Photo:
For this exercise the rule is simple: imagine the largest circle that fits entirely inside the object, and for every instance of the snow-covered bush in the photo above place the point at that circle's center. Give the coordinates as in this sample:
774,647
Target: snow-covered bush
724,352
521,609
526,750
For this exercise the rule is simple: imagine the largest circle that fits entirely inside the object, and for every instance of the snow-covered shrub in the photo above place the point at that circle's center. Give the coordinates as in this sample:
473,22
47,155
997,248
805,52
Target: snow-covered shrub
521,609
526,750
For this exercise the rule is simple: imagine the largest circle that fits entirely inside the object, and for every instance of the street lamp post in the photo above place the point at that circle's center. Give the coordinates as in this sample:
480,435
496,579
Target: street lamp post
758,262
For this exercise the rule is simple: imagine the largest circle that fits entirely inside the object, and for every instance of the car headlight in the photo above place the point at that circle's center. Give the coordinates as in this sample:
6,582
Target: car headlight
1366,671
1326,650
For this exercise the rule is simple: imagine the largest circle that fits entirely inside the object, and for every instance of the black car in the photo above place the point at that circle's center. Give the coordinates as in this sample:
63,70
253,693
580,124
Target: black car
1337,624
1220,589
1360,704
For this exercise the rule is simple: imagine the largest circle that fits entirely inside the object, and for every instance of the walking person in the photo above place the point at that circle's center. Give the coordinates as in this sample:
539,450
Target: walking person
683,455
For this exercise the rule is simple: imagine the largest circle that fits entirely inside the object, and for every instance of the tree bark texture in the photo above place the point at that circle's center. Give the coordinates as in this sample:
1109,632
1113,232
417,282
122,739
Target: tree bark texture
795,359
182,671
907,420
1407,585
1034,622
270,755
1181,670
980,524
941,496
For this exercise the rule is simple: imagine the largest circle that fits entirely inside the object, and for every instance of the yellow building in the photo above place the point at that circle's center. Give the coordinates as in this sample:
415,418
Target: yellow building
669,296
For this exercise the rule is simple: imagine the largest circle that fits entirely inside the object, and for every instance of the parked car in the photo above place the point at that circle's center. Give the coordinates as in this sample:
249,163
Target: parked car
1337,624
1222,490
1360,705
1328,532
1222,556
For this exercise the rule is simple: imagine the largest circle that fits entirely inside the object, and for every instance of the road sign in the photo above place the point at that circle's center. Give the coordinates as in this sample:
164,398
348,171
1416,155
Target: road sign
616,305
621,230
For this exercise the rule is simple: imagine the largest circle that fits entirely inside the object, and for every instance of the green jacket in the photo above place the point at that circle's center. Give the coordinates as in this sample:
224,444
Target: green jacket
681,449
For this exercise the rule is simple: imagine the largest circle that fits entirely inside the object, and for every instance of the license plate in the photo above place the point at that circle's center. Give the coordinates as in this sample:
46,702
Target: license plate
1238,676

* [What to do] Retype the whole listing above. Please keep it exact.

* [Answer area]
Photo:
For this exercise the rule is simple: imagine the largest circle that fits entirely inside the object, and for every instance of the snow-covered bush in the photo above place the point at that circle's center. Give the coordinates as in this sample:
774,647
Target: snow-covered bush
724,352
521,609
526,750
For this exercise the rule is simple: imagine the largest circle that fits entirely inside the object, and for every instance of the snow-covered shrub in the photo above place the point at that circle's center. Give the coordinates as in this sample:
473,22
47,155
997,248
805,52
Target: snow-covered shrub
521,609
526,750
For this exercise the rule is simple: imagine the largest circle that fits entirely inside the object, and for every instance of the street lamp post in the photo above place the point at that circle's center. Give the coordinates as in this sample:
480,435
496,579
Target: street lamp post
758,262
For this exercise the rule is simple: imagine the largest circle that fits entirely inside the object, and for every instance of the car headlight in the photo above place the point at that circle's center. Give the coordinates as in this sample:
6,582
Target: car headlight
1366,671
1326,650
For this exercise the rule is simple: imagine the largest circle that fits entirely inside the object, and for every instance of the black car in the photo above place the point at that circle's center. Give the coordinates as in this sample:
63,70
253,693
580,124
Target: black car
1337,624
1220,589
1360,704
For this exercise the rule is simple: imagine the largest circle that fits entirely inside the object, and for every instance of the walking person in the photo above place the point at that circle's center. Give the coordinates as in this sample:
539,450
Target: walking person
683,455
For this exercise the rule is simple: imagine the largest circle that fits entirely inside the object, and for every instance of the tree bark texture in the photo above place the point at that circle's center. Give the coordinates as in this sample:
1109,632
1113,232
417,282
122,739
Target: tree bark texture
795,359
182,671
907,420
1407,585
1034,622
270,755
1181,670
980,524
941,496
For this exercise the rule is simple: imagine the largest circle that fits entirely inside the object, and for every instance of the yellow building in the photo above place the point at that circle's center. Give the coordinates as in this sample:
415,418
Target: yellow building
669,296
For this exercise the rule is simple: imagine the largest circle that fits entirely inside the object, and for every instance of the parked car in the photo above place the point at that circle's center. Give the coordinates as in this sample:
249,163
Target: parked car
1337,624
1222,490
1360,705
1328,532
1222,556
For this exercise the rule is simple: imagine the largest circle that fits entirely inside the object, and for every instance of the road sign in the photo above place the point at that circle's center. Give the coordinates as in this sample:
164,398
348,171
1416,155
Target: road sign
616,305
621,230
For this exercise the rule is simple: imagine the largest circle that fits entirely inside the object, and for every instance of the green jacket in the photo above place the point at that circle's center. Give the coordinates as in this sample:
224,444
Target: green jacket
681,449
For this exercise the rule is simple: imagine the largest circle that fits entirely inside the object, and for every instance of the license plate in the photo above place the point at that circle's center. Give the coordinates as in this sample:
46,702
Target: license plate
1238,676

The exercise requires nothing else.